● **Challenges**
1. In the blog post about Archbishop Gomez's appointment, at which university did Gomez study theology?
2. Reproduce verbatim the portion of the post about Archbishop Gomez's appointment that begins at the words "In a recent" and stops after "may be wrenching.".

Wednesday, April 07, 2010

Opus Dei Obsessed Columnist at LA Times Thinks Archbishop Gomez a "Risky Choice" for Los Angeles

Los Angeles Times columnist, Tim Rutten, is crying over the appointment of Archbishop Jose Gomez as coadjutor of the Archdiocese of Los Angeles:
... The other signal Rome may be sending with this appointment may be disruptive. Los Angeles' new coadjutor bishop and -- barring the unforeseeable -- future cardinal has spent most of his priestly career as a member of Opus Dei, the secretive and controversial Catholic movement with its roots deep in Franco's Spain. Opus Dei, which stresses doctrinal orthodoxy and an ultramontane loyalty to the papacy, was a great favorite of Pope John Paul II and is a favorite of Pope Benedict XVI. The former created a "personal prelature" for the organization, so that its roughly 90,000 members scattered around the world report directly to their own bishop in Rome and he reports directly to the pope. No other such arrangement exists in the church. John Paul also canonized the movement's Spanish founder, Josemaria Escriva, who, according to close associates, on occasion expressed admiration for Hitler's antagonism to Bolshevism and skepticism that 6 million Jews perished in the Holocaust.

You don't have to be a fan of the dreadful "Da Vinci Code" to find Opus Dei a trifle creepy.
[ED.: Note the use of that word. It won't be the last time you'll see it.] Its secrecy is legendary, as is its predilection for discredited "mortifications" of the flesh, such as wearing the celice -- a spiked metal circlet applied to the thigh until it draws blood -- or self-flagellation with a knotted cord.

Politically, Opus Dei's sympathies generally extend to the authoritarian. It provided Franco with Cabinet ministers and supported Augusto Pinochet in Chile.

Gomez's connections to the movement couldn't be deeper. Born in Monterrey, Mexico, he studied theology at the University of Navarra, which is rather like Opus Dei's Harvard. Ordained as a priest of the movement, he later served as one of its superiors, Vicar of the Delegation of Texas. Though there are 22 Opus Dei bishops among the church's 27,811 prelates, Gomez is the only one who is a full member of the order.

In a recent pastoral letter to San Antonio Catholics, Gomez wrote, "My approach and understanding . . . owes a great deal to my appreciation of the spirituality of St. Josemaria Escriva."

The changes for Los Angeles' Catholics may be wrenching.

● **Supplied data**
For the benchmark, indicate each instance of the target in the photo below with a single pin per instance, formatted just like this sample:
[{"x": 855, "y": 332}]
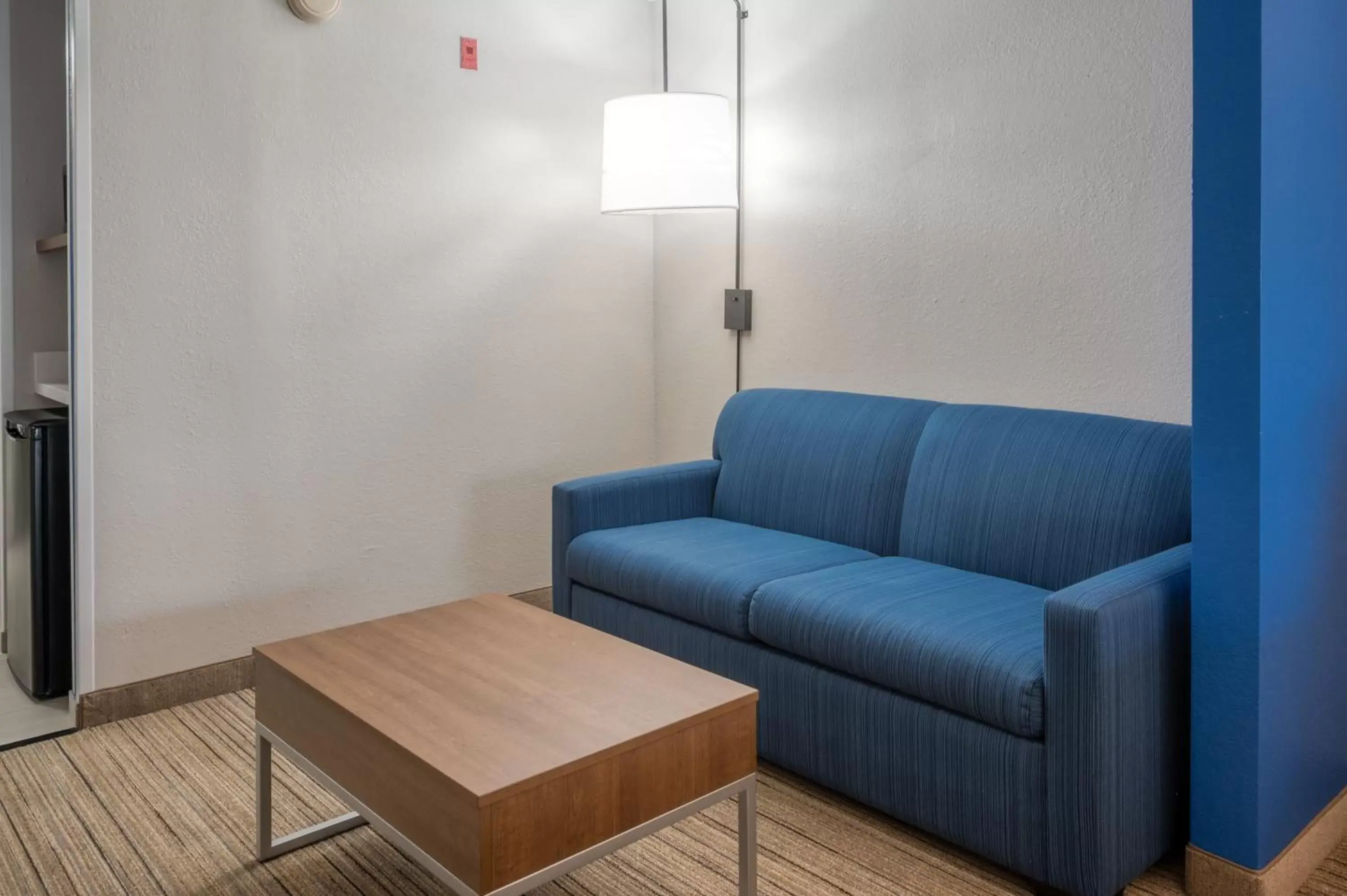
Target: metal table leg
[
  {"x": 269, "y": 848},
  {"x": 748, "y": 839}
]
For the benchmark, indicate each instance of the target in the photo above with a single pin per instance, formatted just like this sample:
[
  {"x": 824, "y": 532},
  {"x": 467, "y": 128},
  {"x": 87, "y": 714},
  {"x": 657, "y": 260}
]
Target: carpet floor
[{"x": 163, "y": 805}]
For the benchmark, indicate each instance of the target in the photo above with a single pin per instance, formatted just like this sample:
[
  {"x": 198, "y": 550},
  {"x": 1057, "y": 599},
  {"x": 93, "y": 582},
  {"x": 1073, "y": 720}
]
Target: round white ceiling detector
[{"x": 314, "y": 10}]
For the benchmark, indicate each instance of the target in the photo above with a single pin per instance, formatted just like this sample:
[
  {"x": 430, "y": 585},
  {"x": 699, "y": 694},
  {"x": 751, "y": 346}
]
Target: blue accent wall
[
  {"x": 1271, "y": 421},
  {"x": 1226, "y": 344},
  {"x": 1303, "y": 746}
]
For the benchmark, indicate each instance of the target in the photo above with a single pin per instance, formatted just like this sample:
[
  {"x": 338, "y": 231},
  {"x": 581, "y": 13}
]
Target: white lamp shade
[{"x": 669, "y": 153}]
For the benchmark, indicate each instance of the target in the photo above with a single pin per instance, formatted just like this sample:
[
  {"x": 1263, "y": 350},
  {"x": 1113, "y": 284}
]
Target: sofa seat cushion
[
  {"x": 966, "y": 642},
  {"x": 702, "y": 571}
]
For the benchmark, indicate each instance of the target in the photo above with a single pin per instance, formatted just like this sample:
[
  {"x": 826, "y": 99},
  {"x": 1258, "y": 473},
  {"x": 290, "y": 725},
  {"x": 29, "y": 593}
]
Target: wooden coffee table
[{"x": 500, "y": 746}]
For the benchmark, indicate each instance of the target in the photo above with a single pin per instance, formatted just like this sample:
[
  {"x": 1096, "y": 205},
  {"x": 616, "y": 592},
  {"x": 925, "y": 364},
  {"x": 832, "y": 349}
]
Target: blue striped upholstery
[
  {"x": 704, "y": 571},
  {"x": 938, "y": 682},
  {"x": 829, "y": 466},
  {"x": 1117, "y": 684},
  {"x": 970, "y": 783},
  {"x": 1044, "y": 498},
  {"x": 631, "y": 498},
  {"x": 966, "y": 642}
]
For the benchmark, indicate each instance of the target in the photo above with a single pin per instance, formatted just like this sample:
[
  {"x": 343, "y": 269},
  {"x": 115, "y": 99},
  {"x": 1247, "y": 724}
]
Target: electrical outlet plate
[{"x": 739, "y": 309}]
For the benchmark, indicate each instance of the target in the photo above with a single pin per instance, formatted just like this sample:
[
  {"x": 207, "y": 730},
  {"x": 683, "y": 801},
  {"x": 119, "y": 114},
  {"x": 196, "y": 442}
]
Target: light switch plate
[{"x": 739, "y": 309}]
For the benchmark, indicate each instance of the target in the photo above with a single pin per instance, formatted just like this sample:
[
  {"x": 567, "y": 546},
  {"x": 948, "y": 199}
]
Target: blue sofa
[{"x": 970, "y": 618}]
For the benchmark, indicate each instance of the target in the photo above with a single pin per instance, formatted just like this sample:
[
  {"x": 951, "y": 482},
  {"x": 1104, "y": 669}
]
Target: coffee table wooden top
[{"x": 497, "y": 696}]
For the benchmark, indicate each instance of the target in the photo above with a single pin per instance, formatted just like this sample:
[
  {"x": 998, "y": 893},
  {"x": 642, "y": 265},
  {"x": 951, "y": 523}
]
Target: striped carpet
[{"x": 163, "y": 805}]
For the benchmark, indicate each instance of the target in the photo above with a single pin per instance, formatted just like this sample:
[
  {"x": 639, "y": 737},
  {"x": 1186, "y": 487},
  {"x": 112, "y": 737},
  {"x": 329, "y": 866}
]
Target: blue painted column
[{"x": 1269, "y": 709}]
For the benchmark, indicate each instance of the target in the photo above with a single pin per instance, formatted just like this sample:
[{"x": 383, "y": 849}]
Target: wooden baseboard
[
  {"x": 1211, "y": 875},
  {"x": 541, "y": 597},
  {"x": 139, "y": 698},
  {"x": 151, "y": 696}
]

● **Answers to the exercises**
1. The University of Navarra.

2.
In a recent pastoral letter to San Antonio Catholics, Gomez wrote, "My approach and understanding . . . owes a great deal to my appreciation of the spirituality of St. Josemaria Escriva."

The changes for Los Angeles' Catholics may be wrenching.